:: Short task a ::
In the forum thread on the interior re-trim, what material was used for the roof trim?

:: Document section ::
## BEGIN
# Interior got a re-trim.



## DarkChild (Nov 5, 2004)

Some shots of the interior after a re-trim.










Napa Leather, feels very nice. :chuckle:


















Wrapped the steering wheel too.









Alcantara roof trim. Maybe should have gone black instead.









Got the GT-R logo stitched onto the seats.









On to the door trim too.


----------



## Trev (Nov 1, 2003)

Lovely work :bowdown1:


----------



## hodgie (Oct 23, 2003)

Very tidy.


----------



## frostmotorsport (Aug 10, 2007)

uke: hideous.

Kidding!!! it looks lovely - I'd love to re-trim my 33 interior, but I'm sccared to even ask for a quote!!


----------



## kismetcapitan (Nov 25, 2005)
## END
:: Data to process ::
## BEGIN
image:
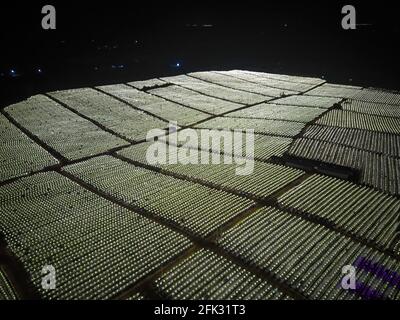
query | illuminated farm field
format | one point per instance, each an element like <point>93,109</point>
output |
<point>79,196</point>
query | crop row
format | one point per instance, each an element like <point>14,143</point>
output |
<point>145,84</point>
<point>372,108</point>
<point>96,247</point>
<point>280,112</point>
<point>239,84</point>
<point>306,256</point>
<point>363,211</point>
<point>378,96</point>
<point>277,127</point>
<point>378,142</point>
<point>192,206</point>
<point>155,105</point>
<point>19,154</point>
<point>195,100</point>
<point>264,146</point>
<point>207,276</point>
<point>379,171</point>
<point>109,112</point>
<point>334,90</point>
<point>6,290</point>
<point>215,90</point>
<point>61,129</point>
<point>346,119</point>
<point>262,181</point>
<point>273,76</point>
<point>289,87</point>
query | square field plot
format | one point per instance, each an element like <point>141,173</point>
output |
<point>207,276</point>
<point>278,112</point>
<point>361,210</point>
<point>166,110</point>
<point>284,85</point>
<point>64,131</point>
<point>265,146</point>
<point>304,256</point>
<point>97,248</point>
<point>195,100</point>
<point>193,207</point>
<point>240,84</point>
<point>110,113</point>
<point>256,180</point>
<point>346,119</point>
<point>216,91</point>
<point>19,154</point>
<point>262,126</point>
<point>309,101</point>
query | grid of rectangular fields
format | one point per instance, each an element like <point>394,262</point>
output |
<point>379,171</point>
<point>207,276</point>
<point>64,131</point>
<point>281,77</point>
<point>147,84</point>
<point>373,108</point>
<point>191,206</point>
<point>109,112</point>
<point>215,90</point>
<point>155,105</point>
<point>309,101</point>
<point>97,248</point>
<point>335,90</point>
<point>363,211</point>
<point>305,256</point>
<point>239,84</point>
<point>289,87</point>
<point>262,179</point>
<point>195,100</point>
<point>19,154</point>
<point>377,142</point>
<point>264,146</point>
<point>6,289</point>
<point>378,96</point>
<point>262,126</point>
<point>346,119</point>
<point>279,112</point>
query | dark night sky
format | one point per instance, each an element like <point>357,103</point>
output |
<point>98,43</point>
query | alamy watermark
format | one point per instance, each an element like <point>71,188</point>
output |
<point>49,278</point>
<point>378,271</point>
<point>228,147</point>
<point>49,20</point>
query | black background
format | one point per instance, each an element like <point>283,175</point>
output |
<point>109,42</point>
## END
:: Short task b ::
Rewrite the records from the line containing "query | dark night sky" through the last line of the records, including both ends. Increase every coordinate in the answer points by 70 and leave all other lines as they are.

:: Exercise response a ::
Alcantara.

:: Exercise response b ::
query | dark night sky
format | one point per instance, each an element like <point>357,103</point>
output |
<point>168,113</point>
query | alamy watermark
format | one point per instance, each an element like <point>71,188</point>
output |
<point>119,348</point>
<point>448,341</point>
<point>298,217</point>
<point>119,90</point>
query | black background
format | one point per instance, each an element like <point>283,175</point>
output |
<point>179,112</point>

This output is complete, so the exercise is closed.